**Your goal**.
Beginning with the line that contains "Where can you spot the grass", extract each line through the end of the listing below, with no additions or omissions.

--- Start Record list ---

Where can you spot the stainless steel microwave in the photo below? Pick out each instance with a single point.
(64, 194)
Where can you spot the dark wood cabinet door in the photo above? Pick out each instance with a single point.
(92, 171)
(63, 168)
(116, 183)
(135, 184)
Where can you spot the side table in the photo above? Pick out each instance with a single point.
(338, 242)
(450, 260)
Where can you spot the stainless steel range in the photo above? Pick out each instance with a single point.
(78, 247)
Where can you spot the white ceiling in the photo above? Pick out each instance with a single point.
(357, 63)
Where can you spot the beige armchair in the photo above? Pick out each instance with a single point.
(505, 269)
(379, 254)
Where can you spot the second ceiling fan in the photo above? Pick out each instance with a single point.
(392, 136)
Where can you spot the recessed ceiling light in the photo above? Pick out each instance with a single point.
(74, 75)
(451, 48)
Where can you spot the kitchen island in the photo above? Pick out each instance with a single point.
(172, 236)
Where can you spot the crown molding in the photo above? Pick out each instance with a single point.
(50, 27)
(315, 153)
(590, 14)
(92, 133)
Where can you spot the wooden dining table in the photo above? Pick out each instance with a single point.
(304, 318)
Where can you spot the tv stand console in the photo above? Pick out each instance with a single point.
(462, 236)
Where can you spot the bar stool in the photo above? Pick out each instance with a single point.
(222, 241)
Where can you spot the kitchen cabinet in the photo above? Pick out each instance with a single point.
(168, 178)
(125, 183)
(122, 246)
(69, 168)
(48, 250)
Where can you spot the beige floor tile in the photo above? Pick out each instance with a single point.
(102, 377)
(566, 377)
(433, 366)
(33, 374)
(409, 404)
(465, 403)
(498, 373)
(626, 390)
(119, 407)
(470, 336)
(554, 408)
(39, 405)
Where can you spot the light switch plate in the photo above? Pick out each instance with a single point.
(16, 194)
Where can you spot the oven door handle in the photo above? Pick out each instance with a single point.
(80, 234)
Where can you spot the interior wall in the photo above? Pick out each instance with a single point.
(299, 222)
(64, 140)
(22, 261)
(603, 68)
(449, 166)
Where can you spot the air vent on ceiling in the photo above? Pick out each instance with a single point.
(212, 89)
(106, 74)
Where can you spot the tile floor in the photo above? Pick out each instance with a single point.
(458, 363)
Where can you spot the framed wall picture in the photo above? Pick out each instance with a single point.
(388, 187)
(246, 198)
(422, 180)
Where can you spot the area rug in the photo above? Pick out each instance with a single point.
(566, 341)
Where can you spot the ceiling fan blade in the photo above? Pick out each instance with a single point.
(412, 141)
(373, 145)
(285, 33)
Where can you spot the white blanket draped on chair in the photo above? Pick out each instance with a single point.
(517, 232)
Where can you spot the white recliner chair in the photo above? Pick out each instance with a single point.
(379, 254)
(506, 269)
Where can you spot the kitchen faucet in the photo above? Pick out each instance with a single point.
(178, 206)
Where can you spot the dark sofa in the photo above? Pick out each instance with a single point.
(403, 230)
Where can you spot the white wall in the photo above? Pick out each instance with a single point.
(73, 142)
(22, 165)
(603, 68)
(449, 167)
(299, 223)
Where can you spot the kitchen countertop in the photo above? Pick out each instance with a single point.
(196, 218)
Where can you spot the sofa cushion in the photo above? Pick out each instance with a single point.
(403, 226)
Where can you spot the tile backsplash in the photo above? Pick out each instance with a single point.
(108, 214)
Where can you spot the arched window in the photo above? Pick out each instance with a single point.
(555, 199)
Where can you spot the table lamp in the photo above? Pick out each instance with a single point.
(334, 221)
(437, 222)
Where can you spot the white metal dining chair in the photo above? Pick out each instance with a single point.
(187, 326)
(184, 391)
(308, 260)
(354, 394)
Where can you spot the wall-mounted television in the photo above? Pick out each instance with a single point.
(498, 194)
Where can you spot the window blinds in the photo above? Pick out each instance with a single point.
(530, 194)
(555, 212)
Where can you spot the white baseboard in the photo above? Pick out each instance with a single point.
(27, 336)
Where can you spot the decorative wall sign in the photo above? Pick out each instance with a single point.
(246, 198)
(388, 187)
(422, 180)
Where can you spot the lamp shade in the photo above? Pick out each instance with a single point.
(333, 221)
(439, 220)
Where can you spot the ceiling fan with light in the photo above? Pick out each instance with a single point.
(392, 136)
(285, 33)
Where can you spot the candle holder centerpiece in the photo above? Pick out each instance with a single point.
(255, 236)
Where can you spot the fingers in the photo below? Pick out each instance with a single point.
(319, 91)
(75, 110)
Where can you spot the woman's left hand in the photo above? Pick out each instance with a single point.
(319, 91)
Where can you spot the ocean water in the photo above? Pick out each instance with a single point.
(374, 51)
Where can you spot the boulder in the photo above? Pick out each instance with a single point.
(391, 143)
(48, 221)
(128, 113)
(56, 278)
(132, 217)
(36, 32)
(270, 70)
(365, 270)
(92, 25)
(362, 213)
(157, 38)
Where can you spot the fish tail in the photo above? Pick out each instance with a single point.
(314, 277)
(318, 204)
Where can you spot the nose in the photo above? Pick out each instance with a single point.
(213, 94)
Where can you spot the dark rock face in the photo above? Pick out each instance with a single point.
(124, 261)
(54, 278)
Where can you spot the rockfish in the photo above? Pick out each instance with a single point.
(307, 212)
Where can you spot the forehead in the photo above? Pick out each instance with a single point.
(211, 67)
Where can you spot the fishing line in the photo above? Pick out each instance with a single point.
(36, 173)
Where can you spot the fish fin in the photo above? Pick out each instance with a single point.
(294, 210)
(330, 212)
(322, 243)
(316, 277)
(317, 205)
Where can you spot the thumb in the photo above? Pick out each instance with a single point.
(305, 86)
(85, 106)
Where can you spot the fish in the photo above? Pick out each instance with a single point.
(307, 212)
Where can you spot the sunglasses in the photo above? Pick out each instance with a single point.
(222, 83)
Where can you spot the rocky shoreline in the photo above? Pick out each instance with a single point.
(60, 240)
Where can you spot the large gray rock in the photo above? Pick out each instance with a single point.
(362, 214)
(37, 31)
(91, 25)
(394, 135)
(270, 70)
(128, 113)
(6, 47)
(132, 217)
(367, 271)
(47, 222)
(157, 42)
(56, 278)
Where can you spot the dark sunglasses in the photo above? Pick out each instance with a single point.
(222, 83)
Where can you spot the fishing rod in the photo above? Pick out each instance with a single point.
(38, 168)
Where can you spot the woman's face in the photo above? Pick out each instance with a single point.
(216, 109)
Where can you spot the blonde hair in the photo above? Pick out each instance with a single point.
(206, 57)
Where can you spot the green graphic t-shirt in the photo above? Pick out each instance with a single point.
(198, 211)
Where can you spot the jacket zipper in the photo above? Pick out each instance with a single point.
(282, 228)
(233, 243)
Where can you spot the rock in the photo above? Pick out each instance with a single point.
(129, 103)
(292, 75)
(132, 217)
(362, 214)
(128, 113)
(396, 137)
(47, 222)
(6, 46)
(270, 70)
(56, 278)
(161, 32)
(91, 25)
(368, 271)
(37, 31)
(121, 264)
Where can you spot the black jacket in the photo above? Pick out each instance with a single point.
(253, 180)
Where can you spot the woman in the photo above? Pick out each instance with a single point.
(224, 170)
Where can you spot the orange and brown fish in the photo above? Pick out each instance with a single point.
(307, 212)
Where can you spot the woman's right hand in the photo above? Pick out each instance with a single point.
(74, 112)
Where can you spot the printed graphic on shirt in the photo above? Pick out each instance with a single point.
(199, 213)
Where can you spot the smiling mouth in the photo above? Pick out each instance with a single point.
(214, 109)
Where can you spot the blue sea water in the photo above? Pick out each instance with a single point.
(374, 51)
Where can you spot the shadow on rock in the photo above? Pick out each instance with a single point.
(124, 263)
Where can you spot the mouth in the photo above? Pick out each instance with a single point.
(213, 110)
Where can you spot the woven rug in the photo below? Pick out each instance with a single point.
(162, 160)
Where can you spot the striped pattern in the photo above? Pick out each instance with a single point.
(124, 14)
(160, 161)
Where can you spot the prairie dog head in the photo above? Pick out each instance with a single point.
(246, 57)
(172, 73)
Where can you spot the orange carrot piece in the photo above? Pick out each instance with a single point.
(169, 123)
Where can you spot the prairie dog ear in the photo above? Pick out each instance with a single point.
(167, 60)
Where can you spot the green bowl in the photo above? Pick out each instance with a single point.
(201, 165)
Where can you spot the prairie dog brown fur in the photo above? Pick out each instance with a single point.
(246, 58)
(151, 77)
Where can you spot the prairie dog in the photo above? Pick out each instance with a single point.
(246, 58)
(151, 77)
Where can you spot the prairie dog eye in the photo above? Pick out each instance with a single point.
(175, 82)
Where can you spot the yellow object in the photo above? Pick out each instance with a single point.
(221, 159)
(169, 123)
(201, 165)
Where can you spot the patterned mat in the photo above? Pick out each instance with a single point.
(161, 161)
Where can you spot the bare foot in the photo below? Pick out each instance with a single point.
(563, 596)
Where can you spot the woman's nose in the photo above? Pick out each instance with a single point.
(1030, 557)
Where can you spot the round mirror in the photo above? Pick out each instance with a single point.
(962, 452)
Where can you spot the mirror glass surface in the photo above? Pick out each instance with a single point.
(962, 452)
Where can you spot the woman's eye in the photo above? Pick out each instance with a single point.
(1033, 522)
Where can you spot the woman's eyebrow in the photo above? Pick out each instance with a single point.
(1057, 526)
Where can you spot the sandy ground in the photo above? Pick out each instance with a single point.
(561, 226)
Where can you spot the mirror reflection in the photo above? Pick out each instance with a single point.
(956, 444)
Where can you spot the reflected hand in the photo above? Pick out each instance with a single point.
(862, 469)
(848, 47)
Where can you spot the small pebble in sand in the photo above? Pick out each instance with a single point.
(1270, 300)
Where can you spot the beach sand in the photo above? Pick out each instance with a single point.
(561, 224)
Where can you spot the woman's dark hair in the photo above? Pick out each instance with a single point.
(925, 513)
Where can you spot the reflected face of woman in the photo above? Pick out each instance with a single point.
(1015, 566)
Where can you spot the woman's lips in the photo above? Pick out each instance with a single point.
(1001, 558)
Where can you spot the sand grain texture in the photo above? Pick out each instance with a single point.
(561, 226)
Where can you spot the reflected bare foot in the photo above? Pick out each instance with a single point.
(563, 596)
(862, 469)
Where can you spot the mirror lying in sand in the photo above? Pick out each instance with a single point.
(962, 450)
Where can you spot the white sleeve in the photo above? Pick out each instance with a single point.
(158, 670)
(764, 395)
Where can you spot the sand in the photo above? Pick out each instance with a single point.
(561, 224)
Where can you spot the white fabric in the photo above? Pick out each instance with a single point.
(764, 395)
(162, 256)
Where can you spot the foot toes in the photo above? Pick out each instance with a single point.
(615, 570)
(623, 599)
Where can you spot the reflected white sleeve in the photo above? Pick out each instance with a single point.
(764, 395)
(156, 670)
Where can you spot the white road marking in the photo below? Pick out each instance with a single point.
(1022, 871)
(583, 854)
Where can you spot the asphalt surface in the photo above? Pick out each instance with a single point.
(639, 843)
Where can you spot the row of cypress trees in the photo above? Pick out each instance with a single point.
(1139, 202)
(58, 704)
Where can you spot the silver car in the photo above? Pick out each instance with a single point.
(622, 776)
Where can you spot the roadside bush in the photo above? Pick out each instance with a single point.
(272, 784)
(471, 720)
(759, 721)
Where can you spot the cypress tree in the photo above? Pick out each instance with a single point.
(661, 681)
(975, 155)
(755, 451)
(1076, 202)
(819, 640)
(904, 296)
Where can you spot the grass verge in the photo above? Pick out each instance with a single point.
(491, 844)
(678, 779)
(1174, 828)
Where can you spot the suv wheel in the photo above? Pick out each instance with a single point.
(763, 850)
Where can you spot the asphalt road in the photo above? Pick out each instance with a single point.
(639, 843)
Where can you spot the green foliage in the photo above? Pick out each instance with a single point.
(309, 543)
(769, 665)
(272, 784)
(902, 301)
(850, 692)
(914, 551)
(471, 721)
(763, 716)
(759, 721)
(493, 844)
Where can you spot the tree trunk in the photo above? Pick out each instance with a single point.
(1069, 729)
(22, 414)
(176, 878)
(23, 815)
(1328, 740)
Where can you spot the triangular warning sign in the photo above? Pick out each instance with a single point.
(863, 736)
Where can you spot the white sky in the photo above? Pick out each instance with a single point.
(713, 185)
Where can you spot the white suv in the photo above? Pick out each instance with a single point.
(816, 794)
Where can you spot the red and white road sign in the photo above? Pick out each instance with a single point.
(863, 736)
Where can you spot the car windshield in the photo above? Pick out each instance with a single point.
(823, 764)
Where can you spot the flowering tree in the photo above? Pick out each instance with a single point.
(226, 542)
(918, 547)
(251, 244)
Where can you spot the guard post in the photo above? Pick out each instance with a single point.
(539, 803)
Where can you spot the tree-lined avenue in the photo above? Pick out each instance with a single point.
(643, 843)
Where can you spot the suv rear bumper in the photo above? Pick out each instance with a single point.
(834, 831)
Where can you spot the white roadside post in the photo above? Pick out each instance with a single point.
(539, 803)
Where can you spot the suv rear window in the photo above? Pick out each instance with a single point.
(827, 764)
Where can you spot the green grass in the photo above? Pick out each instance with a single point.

--- End Record list ---

**Result of the task**.
Where can you spot the grass verge in the photo above? Pick out each instance with a single point.
(491, 844)
(678, 779)
(1174, 828)
Where can you spot the suv wheel in the photo above? Pick out each instance with a single point.
(763, 850)
Where can you spot the asphalt road in the photo above? Pick out each instance with a single point.
(639, 843)
Where can you spot the green foliage in the photo above? Pick out each instance with a single point.
(309, 543)
(769, 665)
(272, 784)
(902, 301)
(850, 692)
(914, 551)
(471, 721)
(763, 716)
(759, 721)
(493, 844)
Where can you spot the tree trunk in the photo above? Pick out each instance with a single point.
(1069, 729)
(22, 414)
(176, 878)
(23, 815)
(1328, 740)
Where can you spot the triangular warning sign in the photo above? Pick out each instance with a single point.
(863, 736)
Where can you spot the white sky in the photo above? Pick out each instance with a single point.
(713, 185)
Where can you spot the white suv in the photo above? Pick out each instance with a single point.
(816, 794)
Where can you spot the red and white road sign in the photo above? Pick out each instance with a single point.
(863, 736)
Where can you spot the car windshield in the photo above? Pick out each instance with a single point.
(823, 764)
Where can you spot the flowering tree in the photo above? Pick out each instance with a single point.
(226, 542)
(918, 547)
(251, 244)
Where can you spot the guard post in the photo above? Pick out each instance with a single point.
(539, 803)
Where can you spot the tree-lined avenue in the photo above? Pick out each instance with a single point.
(643, 843)
Where can you spot the suv rear bumper in the photo above? Pick out each instance with a single point.
(834, 831)
Where can you spot the white roadside post in the photo above? Pick out each instance with a single point.
(539, 803)
Where can you spot the suv rear window in the photo above? Pick out each instance with a single point.
(827, 764)
Where can you spot the green grass in the photo above? Pick out each instance with a single point.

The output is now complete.